-------- Stored rows

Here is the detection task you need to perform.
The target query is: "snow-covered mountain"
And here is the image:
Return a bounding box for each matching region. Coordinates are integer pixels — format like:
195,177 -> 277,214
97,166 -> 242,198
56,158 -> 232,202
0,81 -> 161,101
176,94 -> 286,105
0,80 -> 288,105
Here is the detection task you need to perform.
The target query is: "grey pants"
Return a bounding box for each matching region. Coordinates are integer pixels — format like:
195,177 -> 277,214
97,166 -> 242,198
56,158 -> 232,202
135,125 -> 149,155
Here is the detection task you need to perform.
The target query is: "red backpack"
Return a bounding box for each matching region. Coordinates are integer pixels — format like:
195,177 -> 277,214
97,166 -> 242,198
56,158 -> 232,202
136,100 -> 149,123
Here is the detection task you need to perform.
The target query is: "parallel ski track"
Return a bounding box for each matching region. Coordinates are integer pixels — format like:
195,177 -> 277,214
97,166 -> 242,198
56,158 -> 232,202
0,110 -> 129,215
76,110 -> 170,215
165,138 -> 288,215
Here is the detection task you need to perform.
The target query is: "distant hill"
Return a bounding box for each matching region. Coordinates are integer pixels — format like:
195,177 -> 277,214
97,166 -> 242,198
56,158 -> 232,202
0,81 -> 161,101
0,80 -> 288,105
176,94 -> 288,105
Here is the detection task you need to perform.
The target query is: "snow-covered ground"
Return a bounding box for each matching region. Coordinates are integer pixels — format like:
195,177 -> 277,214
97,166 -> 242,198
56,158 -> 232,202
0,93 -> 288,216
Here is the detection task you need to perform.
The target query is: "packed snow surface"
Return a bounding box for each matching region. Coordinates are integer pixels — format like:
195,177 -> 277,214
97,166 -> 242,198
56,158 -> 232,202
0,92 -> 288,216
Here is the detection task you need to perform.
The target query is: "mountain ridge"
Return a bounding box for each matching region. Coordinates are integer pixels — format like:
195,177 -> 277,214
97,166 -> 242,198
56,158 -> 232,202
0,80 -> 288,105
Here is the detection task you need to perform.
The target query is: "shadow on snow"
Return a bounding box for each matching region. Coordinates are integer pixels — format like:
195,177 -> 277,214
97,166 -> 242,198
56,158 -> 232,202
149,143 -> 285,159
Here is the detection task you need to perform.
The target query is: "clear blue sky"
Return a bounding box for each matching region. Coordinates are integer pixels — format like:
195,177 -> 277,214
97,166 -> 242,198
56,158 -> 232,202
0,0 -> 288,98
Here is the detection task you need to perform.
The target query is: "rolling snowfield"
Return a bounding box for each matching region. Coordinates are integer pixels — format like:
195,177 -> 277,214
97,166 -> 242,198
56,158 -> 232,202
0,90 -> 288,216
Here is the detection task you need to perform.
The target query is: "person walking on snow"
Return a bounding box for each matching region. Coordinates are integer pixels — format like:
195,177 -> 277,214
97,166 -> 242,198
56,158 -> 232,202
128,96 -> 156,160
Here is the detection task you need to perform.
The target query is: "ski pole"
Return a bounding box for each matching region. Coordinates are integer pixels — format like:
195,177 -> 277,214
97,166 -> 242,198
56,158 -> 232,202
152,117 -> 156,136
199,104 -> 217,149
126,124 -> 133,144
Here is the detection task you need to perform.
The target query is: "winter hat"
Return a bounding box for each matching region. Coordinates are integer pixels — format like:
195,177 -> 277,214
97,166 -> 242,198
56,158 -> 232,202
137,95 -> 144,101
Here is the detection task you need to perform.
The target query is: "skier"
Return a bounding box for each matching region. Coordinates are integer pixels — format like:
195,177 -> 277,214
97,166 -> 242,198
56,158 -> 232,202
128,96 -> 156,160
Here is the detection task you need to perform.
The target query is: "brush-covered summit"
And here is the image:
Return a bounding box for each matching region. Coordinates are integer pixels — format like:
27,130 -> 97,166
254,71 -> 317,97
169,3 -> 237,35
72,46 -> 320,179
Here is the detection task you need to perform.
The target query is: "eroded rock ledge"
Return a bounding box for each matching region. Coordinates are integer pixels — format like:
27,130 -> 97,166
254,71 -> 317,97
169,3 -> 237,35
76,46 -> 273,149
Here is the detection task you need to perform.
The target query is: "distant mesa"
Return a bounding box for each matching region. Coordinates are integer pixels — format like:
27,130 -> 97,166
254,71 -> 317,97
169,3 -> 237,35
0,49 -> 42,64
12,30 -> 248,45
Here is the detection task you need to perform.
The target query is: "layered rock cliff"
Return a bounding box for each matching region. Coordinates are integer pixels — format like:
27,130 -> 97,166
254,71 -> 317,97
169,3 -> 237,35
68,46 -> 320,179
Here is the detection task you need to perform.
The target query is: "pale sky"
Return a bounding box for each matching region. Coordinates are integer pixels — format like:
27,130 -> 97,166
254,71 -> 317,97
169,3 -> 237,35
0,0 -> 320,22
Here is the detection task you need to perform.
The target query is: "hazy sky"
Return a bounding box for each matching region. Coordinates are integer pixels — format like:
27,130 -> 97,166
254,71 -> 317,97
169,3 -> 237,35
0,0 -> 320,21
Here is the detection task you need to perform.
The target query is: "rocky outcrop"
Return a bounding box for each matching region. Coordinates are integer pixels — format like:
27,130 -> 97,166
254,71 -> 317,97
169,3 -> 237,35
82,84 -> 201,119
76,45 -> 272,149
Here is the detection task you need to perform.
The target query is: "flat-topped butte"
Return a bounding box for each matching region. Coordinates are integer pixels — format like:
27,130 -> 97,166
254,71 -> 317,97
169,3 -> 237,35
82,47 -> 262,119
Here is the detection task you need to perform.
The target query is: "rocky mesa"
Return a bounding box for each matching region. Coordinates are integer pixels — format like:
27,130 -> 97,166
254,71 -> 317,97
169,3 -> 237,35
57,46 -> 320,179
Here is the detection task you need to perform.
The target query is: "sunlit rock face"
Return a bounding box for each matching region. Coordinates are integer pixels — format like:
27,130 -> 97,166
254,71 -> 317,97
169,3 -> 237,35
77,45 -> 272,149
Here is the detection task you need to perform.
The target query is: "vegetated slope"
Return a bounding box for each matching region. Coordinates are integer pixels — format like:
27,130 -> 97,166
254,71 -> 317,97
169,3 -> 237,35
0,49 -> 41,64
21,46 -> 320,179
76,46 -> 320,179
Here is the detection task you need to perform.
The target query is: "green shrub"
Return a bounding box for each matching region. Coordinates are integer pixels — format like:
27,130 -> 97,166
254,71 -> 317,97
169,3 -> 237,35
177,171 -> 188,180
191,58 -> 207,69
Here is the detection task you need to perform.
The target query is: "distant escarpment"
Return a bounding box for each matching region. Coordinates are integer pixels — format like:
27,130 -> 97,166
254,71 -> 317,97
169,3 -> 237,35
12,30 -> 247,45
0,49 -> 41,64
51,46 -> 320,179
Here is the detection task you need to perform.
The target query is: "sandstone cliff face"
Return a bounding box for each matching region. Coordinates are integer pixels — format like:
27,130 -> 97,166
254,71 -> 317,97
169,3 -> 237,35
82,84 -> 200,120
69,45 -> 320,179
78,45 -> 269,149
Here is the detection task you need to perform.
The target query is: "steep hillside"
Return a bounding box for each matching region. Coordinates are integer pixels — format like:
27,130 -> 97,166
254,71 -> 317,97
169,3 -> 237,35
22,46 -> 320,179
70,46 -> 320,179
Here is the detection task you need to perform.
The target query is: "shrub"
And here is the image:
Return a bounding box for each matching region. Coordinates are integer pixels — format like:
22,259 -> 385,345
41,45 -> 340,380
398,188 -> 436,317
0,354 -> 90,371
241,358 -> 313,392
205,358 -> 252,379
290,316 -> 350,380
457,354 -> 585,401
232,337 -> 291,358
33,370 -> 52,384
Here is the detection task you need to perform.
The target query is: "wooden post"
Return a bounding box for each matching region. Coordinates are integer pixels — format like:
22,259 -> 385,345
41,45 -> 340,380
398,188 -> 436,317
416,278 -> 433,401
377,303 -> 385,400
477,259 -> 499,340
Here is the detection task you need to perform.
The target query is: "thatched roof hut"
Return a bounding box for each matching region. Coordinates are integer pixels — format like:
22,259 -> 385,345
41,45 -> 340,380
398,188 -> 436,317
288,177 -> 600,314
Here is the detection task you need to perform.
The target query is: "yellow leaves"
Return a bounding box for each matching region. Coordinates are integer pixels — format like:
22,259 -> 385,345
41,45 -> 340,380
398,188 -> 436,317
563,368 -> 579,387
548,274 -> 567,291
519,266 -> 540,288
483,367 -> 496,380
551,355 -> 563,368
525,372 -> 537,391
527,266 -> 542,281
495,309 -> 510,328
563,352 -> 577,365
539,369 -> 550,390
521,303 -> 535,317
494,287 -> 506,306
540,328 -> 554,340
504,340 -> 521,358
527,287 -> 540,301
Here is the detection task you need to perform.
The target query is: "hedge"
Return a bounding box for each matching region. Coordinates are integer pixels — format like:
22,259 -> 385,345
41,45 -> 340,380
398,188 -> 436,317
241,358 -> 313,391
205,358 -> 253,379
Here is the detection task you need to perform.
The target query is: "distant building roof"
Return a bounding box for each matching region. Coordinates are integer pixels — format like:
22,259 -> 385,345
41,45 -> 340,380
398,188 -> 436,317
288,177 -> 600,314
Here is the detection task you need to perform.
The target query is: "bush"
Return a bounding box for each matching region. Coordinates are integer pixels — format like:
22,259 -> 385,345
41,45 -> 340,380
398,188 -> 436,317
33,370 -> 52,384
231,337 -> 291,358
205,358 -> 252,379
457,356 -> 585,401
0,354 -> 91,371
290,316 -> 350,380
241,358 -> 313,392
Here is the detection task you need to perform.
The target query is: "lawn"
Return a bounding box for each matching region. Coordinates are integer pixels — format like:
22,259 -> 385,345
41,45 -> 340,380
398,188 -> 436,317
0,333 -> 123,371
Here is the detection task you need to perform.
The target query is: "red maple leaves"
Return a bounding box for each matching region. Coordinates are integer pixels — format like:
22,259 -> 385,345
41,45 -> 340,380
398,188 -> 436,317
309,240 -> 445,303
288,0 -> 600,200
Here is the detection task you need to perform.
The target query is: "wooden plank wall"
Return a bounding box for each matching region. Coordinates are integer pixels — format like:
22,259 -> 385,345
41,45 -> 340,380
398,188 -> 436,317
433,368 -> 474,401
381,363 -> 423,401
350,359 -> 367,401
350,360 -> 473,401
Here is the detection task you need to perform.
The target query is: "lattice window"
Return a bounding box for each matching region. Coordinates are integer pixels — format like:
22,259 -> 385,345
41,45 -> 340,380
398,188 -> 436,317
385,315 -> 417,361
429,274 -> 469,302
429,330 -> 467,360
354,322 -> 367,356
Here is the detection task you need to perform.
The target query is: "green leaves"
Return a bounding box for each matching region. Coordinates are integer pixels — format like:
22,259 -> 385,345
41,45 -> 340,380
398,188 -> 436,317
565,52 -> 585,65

----------------

# Exercise
Gather every line in the items above that contains the string "wooden" and copy each one out.

# Finished task
The target query is: "wooden post"
The target query is: "wooden plank wall"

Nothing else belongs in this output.